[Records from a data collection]

# # #

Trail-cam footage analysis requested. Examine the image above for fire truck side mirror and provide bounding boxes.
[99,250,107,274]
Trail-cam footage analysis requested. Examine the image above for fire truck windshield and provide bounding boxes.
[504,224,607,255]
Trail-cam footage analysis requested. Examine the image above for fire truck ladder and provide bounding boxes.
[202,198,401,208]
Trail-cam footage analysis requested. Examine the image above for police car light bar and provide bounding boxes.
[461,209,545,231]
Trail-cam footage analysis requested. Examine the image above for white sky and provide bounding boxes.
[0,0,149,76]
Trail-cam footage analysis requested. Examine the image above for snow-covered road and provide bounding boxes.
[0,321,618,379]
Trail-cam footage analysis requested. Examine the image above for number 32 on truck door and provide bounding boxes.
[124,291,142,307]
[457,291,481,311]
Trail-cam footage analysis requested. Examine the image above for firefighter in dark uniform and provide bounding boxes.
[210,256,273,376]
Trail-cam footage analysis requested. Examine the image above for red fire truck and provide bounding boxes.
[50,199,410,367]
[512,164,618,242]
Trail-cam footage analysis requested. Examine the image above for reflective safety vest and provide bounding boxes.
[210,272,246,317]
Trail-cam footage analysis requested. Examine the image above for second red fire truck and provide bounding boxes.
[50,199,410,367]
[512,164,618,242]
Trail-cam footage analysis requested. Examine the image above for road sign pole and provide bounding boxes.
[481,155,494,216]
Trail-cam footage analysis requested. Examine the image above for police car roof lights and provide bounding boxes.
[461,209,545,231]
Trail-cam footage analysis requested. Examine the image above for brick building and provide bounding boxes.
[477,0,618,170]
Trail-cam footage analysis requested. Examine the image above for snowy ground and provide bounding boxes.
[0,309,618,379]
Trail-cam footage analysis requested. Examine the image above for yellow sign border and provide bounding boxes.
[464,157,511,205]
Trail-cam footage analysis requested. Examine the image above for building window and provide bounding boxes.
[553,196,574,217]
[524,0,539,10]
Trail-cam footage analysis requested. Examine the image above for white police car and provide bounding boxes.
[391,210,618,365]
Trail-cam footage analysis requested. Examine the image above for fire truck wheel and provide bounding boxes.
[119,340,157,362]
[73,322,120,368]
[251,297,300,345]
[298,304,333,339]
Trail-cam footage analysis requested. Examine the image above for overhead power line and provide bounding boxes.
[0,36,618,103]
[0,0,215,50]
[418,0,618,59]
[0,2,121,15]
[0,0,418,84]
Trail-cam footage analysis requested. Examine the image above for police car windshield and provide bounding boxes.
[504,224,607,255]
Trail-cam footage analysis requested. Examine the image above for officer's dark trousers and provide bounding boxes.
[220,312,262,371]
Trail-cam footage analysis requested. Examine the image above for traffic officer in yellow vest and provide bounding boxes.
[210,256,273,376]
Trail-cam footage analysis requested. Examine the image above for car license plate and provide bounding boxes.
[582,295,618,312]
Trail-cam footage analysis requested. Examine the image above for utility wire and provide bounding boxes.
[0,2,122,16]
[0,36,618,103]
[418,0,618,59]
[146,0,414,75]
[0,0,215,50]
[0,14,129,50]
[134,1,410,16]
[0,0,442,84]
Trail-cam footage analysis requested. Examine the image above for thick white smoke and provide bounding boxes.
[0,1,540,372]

# # #

• **Aim of the exercise**
Reproduce every line from the beginning of the items through the line containing "[481,155,494,216]", with that final line included.

• **Exercise result**
Trail-cam footage analysis requested. Examine the image above for fire truck side mirror and provide bounding boxes.
[99,250,107,274]
Trail-cam footage analysis requested. Examine the image above for fire truck windshield and provide bounding boxes.
[504,224,607,255]
Trail-cam footage analysis requested. Examine the image above for fire truck ladder and provide bounding boxes.
[202,198,401,208]
Trail-cam footage analysis requested. Examine the image above for police car light bar and provide bounding boxes.
[461,209,545,231]
Trail-cam footage analysis requested. Examine the image above for white sky and provide bounding boxes.
[0,0,149,76]
Trail-cam footage analysis requested. Examine the image above for snow-covered road and provide bounding boxes.
[0,321,618,379]
Trail-cam footage analysis requested. Examine the image above for number 32 on truck door and provide bounding boxes.
[124,291,142,307]
[457,291,481,311]
Trail-cam footage analysis requested. Examine the image above for firefighter in dark uniform and provide bounding boxes.
[210,256,273,376]
Trail-cam footage analysis requested. Examine the image above for red fire truck and provide bounding boxes.
[50,199,410,367]
[512,164,618,242]
Trail-cam footage analysis requested. Examine the image above for reflective safety vest and provide bounding boxes.
[210,272,246,317]
Trail-cam footage analysis requested. Examine the image above for second red fire truck and provide bounding boxes.
[50,199,410,367]
[512,164,618,242]
Trail-cam footage analysis requested. Examine the image above for road sign pole and provide bounding boxes.
[481,155,494,216]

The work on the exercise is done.